From the entries below, pull out every line that contains the string "shawl" and copy each one in full. Case counts when matching.

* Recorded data
########################################
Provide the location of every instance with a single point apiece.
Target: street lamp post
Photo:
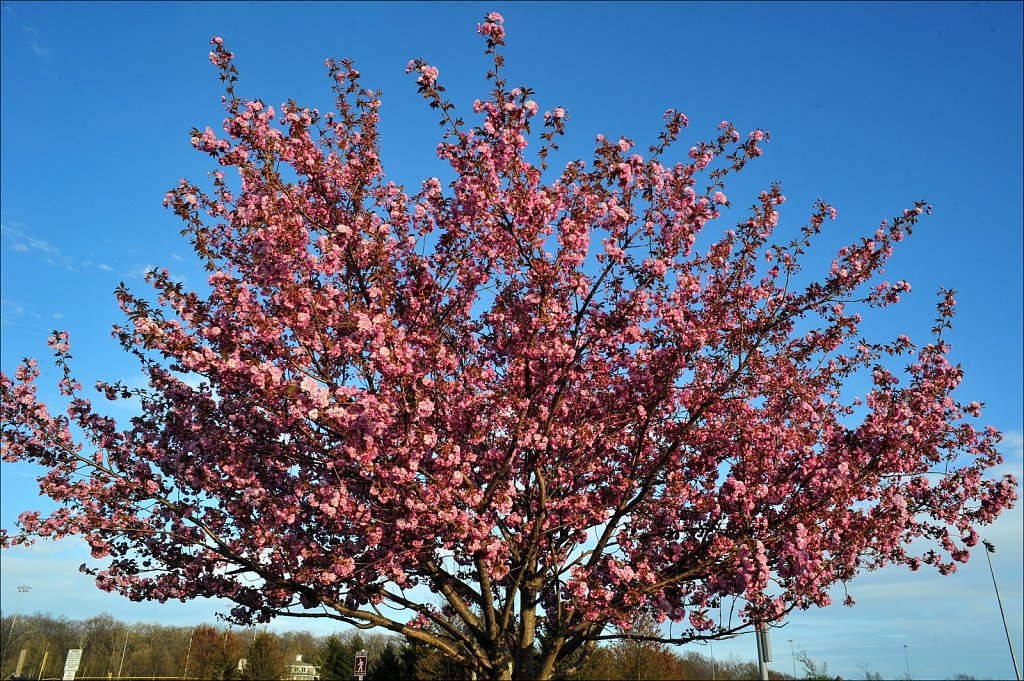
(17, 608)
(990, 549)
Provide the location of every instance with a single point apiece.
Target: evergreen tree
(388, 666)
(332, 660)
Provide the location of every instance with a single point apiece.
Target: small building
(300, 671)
########################################
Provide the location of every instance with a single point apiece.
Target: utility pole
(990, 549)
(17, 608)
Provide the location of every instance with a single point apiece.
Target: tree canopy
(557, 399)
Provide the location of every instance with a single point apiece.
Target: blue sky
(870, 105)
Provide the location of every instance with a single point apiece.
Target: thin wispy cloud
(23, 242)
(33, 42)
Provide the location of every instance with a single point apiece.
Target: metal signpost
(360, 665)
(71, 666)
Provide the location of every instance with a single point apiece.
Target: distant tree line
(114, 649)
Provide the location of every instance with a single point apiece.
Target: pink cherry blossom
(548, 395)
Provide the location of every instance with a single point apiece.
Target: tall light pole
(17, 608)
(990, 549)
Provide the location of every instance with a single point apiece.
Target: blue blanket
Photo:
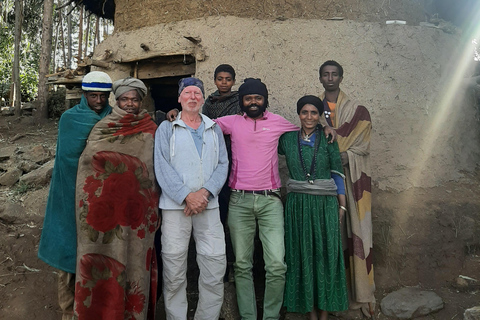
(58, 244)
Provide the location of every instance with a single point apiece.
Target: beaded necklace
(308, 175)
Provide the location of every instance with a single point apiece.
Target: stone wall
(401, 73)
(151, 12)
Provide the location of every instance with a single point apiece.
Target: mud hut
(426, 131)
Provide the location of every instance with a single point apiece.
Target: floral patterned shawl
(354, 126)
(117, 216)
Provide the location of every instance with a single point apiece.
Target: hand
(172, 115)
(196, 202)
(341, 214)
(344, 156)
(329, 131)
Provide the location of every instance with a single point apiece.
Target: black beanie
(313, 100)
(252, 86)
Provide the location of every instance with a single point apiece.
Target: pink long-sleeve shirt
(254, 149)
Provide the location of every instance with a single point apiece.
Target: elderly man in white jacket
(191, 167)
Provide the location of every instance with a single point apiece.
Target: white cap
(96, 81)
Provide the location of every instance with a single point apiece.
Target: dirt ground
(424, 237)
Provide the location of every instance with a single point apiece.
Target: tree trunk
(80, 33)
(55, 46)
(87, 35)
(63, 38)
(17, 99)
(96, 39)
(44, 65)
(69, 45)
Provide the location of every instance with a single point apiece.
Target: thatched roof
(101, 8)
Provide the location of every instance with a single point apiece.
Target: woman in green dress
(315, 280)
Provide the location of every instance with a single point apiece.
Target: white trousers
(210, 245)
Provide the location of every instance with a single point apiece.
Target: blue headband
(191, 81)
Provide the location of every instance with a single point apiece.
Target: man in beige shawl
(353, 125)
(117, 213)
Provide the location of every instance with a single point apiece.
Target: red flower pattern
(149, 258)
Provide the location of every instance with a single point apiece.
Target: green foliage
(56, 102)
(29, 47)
########################################
* THE OUTPUT
Target: floral patterned shawl
Target: man in beige shawl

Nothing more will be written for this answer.